== Text ==
Architecturally, systems can be decomposed from an enterprise or system-wide view (i.e. meaning people, processes, data and IT systems), to an IT system view to a component view and finally to a sub-component view as shown going clock-wise in Figure 1. These diagrams show how an example hotel management system (something I’ve used before to illustrate some architectural principles) might eventually be decomposed into components and sub-components.

Figure 1: System Decomposition

This decomposition typically happens by considering what functionality needs to be associated with each of the system elements at different levels of decomposition. So, as shown in Figure 1 above, first we associate ‘large-grained’ functionality (e.g. we need a hotel system) at the system level and gradually break this down to finer and finer grained levels until we have attributed all functionality across all components (e.g. we need a user interface component that handles the customer management aspects of the system).

== Material ==
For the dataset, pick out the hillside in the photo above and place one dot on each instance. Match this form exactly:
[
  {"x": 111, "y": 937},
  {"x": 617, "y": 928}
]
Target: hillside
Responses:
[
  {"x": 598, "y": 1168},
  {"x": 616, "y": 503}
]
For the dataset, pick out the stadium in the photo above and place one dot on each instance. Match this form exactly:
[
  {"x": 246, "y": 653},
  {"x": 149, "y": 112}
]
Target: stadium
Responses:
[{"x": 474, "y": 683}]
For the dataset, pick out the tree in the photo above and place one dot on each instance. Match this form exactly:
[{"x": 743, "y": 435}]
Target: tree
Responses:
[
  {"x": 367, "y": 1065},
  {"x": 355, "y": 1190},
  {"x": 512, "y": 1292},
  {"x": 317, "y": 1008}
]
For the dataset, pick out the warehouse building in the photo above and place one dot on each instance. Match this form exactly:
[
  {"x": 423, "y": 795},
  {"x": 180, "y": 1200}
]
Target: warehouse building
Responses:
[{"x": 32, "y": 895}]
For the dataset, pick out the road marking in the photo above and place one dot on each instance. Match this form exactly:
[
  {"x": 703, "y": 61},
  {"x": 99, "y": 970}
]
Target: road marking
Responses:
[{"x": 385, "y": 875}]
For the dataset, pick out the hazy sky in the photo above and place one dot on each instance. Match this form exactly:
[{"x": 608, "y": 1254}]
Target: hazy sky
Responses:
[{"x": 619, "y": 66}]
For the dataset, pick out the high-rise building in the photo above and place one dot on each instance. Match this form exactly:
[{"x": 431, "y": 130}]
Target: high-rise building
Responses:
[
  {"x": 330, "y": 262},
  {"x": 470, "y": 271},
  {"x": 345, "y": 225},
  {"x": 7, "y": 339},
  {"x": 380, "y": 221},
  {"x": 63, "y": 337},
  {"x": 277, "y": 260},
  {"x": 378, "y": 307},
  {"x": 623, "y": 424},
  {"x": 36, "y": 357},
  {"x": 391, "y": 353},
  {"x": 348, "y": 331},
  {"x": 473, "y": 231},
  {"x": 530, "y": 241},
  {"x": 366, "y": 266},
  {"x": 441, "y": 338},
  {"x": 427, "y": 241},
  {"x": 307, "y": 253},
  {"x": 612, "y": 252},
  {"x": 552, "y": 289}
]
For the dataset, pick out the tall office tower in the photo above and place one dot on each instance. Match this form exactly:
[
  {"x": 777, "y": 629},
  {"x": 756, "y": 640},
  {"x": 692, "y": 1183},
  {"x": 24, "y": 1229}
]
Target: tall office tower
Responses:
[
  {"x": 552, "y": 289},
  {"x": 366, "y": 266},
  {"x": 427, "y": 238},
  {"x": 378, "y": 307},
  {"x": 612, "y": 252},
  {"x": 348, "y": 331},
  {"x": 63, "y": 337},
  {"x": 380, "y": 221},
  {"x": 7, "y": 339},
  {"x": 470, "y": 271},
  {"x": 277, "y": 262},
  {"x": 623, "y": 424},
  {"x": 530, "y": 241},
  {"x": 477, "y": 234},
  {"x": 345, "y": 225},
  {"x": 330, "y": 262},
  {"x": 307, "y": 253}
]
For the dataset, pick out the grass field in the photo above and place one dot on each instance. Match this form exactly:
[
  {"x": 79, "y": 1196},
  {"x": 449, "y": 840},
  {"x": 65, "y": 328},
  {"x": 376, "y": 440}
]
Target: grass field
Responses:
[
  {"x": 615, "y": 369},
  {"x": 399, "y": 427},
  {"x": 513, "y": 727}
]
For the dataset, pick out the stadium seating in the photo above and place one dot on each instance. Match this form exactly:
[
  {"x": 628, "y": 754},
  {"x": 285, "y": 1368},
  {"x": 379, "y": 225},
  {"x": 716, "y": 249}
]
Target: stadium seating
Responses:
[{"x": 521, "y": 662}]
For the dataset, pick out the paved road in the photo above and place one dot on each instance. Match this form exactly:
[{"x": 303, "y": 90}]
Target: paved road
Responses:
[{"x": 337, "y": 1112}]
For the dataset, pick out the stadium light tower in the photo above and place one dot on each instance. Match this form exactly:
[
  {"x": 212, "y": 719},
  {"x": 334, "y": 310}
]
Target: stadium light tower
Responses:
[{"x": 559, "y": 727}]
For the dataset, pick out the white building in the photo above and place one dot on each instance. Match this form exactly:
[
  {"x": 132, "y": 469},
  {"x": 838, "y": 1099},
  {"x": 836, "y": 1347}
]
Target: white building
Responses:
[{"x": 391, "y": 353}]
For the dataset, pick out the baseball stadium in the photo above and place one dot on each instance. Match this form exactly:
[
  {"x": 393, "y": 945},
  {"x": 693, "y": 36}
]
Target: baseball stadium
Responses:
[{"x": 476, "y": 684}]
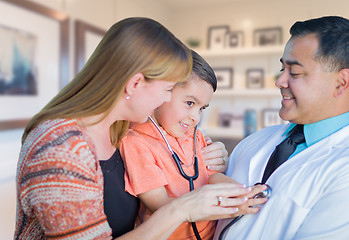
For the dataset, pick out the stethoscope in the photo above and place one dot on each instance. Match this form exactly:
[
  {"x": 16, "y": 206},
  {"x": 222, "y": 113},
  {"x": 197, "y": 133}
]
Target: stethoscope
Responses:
[
  {"x": 179, "y": 163},
  {"x": 264, "y": 194}
]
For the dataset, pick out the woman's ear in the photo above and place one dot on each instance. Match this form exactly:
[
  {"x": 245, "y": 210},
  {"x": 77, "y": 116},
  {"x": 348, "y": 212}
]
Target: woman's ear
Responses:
[
  {"x": 342, "y": 83},
  {"x": 133, "y": 84}
]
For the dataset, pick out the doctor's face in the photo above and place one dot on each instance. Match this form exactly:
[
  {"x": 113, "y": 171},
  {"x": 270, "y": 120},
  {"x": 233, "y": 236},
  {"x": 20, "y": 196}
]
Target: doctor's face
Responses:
[{"x": 307, "y": 88}]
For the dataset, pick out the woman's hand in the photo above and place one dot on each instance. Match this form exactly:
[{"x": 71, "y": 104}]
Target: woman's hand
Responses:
[
  {"x": 203, "y": 203},
  {"x": 215, "y": 156},
  {"x": 251, "y": 206}
]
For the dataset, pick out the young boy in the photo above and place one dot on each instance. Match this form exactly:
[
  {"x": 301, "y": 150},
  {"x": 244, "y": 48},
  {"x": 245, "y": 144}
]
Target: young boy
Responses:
[{"x": 151, "y": 173}]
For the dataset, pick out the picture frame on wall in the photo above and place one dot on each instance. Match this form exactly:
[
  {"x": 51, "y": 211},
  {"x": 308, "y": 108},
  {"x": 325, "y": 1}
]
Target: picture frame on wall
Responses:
[
  {"x": 267, "y": 36},
  {"x": 234, "y": 39},
  {"x": 224, "y": 77},
  {"x": 255, "y": 78},
  {"x": 216, "y": 36},
  {"x": 271, "y": 117},
  {"x": 87, "y": 37},
  {"x": 41, "y": 59}
]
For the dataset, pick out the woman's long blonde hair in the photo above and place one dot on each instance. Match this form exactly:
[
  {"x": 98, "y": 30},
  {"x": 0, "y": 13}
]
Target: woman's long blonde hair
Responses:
[{"x": 130, "y": 46}]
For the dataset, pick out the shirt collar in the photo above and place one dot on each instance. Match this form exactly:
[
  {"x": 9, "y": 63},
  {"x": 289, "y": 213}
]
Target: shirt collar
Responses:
[{"x": 315, "y": 132}]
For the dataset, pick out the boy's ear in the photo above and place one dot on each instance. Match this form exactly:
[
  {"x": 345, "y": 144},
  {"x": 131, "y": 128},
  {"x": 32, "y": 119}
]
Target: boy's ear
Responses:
[{"x": 134, "y": 83}]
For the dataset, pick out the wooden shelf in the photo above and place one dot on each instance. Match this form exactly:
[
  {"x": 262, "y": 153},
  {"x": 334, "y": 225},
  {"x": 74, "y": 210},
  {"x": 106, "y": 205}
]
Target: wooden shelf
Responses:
[
  {"x": 264, "y": 92},
  {"x": 246, "y": 51},
  {"x": 223, "y": 132}
]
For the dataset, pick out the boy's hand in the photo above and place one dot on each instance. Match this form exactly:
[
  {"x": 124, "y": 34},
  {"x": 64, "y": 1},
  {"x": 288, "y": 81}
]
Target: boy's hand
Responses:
[{"x": 215, "y": 156}]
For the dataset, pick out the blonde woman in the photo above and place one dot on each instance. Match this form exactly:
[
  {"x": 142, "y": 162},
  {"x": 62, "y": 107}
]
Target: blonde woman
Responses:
[{"x": 59, "y": 177}]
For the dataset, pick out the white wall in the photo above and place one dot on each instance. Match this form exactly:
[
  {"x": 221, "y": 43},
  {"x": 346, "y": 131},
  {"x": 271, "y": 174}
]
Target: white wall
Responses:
[{"x": 182, "y": 21}]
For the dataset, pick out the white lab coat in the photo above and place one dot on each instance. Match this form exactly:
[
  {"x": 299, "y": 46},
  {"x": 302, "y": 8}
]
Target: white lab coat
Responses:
[{"x": 310, "y": 191}]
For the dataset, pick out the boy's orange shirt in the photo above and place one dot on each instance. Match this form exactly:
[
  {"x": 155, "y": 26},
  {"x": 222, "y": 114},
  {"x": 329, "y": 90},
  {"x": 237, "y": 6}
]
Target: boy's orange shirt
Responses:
[{"x": 149, "y": 165}]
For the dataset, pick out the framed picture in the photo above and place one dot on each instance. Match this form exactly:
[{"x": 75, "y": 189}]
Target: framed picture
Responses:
[
  {"x": 87, "y": 37},
  {"x": 34, "y": 59},
  {"x": 267, "y": 36},
  {"x": 224, "y": 77},
  {"x": 216, "y": 36},
  {"x": 255, "y": 78},
  {"x": 234, "y": 39},
  {"x": 271, "y": 117}
]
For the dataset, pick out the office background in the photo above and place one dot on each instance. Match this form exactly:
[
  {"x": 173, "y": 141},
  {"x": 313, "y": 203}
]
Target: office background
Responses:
[{"x": 195, "y": 22}]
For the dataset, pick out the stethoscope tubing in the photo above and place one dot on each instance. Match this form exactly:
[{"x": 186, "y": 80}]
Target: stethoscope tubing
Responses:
[{"x": 179, "y": 166}]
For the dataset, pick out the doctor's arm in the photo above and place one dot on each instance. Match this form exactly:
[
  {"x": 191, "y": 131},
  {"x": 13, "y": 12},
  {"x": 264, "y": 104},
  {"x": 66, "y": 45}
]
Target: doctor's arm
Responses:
[{"x": 328, "y": 218}]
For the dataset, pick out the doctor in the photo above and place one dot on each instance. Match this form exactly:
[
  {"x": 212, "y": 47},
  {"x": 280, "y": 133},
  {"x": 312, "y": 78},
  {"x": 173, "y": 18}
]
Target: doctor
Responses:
[{"x": 310, "y": 190}]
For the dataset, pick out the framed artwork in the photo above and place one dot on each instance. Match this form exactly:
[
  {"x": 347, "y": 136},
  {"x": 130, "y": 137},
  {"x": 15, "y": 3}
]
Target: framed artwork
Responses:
[
  {"x": 217, "y": 36},
  {"x": 234, "y": 39},
  {"x": 224, "y": 77},
  {"x": 34, "y": 61},
  {"x": 255, "y": 78},
  {"x": 271, "y": 117},
  {"x": 267, "y": 36},
  {"x": 87, "y": 38}
]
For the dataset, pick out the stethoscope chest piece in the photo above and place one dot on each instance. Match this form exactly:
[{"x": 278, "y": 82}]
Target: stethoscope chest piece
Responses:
[{"x": 264, "y": 194}]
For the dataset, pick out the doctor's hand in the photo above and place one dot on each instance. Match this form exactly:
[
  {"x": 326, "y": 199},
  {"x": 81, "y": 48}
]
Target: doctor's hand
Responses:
[{"x": 215, "y": 156}]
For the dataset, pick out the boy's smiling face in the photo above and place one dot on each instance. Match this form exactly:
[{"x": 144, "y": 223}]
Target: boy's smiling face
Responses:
[{"x": 184, "y": 110}]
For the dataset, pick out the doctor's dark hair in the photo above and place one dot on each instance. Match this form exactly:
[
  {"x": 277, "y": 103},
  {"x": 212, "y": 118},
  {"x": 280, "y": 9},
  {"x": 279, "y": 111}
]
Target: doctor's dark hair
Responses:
[
  {"x": 130, "y": 46},
  {"x": 332, "y": 33},
  {"x": 203, "y": 70}
]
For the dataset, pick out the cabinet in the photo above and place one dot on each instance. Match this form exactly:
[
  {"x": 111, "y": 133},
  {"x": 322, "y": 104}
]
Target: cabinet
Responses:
[{"x": 239, "y": 99}]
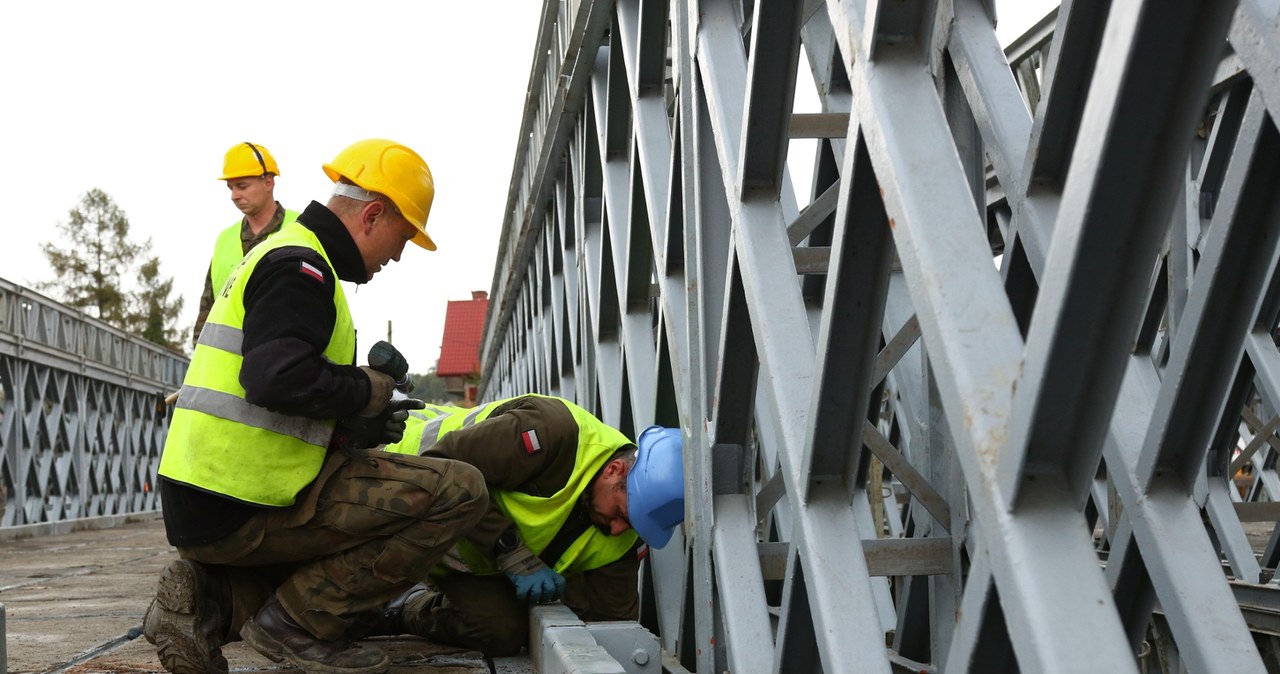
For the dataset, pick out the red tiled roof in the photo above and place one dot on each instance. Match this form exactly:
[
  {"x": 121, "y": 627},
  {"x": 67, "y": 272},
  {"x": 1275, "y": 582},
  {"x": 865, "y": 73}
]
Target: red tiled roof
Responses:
[{"x": 464, "y": 326}]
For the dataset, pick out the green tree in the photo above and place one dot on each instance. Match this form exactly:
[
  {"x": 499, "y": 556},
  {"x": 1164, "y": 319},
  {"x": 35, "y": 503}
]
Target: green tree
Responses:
[
  {"x": 95, "y": 273},
  {"x": 90, "y": 271},
  {"x": 154, "y": 312}
]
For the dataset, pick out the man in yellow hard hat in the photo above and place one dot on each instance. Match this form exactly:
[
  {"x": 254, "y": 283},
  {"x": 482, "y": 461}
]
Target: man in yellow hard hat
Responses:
[
  {"x": 250, "y": 173},
  {"x": 283, "y": 521}
]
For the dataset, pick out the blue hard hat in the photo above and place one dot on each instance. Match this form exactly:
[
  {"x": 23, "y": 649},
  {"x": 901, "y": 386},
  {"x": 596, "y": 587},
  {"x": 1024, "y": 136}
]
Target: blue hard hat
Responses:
[{"x": 656, "y": 485}]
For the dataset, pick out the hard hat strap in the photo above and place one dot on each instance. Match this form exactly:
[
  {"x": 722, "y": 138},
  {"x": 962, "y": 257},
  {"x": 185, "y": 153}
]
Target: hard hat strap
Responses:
[
  {"x": 351, "y": 191},
  {"x": 259, "y": 155}
]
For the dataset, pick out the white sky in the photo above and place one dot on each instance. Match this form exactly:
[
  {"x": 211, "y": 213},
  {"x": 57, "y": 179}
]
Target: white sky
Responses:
[{"x": 142, "y": 97}]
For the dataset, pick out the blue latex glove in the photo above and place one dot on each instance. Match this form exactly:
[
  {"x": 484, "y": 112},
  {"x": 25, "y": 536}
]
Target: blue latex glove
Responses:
[
  {"x": 539, "y": 586},
  {"x": 534, "y": 581}
]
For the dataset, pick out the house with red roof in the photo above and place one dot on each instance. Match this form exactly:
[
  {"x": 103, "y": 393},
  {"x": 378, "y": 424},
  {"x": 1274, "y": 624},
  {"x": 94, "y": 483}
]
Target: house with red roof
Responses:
[{"x": 460, "y": 349}]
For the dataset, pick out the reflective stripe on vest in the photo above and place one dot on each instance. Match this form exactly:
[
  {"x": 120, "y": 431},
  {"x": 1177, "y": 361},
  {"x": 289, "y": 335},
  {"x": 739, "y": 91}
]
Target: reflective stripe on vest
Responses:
[
  {"x": 222, "y": 443},
  {"x": 229, "y": 250},
  {"x": 536, "y": 517}
]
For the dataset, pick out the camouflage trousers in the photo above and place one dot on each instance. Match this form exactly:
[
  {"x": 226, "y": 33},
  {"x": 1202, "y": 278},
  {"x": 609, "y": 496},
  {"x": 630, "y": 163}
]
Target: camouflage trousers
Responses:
[{"x": 366, "y": 528}]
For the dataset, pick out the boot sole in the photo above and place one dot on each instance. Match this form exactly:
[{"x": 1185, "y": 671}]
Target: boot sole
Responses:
[
  {"x": 275, "y": 651},
  {"x": 176, "y": 632}
]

== Short exercise 1 ==
Answer these about the text on system decomposition:
(a) Which example system do the diagrams decompose?
(b) What four views does the decomposition pass through, in order?
(c) What example of finer-grained functionality does the text give?
== Short exercise 2 ==
Carry the passage on system decomposition forward from its last sentence.

== Exercise response 1 ==
(a) A hotel management system.
(b) An enterprise or system-wide view, an IT system view, a component view, and a sub-component view.
(c) A user interface component that handles the customer management aspects of the system.

== Exercise response 2 ==
Crucially from the point of view of deployment of components we need to have decomposed the system to at least that of the sub-component level in Figure 1 so that we have a clear idea of each of the types of component (i.e. do they handle user input or manage data etc) and know how they collaborate with each other in satisfying use cases. There are a number of patterns which can be adopted for doing this. For example the model-view-controller pattern as shown in Figure 2 is a way of ascribing functionality to components in a standard way using rules for how these components collaborate. This pattern has been used for the sub-component view of Figure 1.

Figure 2: Model-View-Controller Pattern

So far we have shown how to decompose a system based on functional requirements and thinking about which components will realise those requirements. What about non-functional requirements though? Table 1 shows how non-functional requirements can be decomposed and assigned to architectural elements as they are identified. Initially non-functional requirements are stated at the whole system level but as we decompose into finer-grained architectural elements (AKA components) we can begin to think about how those elements support particular non-functional requirements also. In this way non-functional requirements get decomposed and associated with each level of system functionality. Non-functional requirements would ideally be assigned as attributes to each relevant component (preferably inside our chosen UML modelling tool) so they do not get lost or forgotten.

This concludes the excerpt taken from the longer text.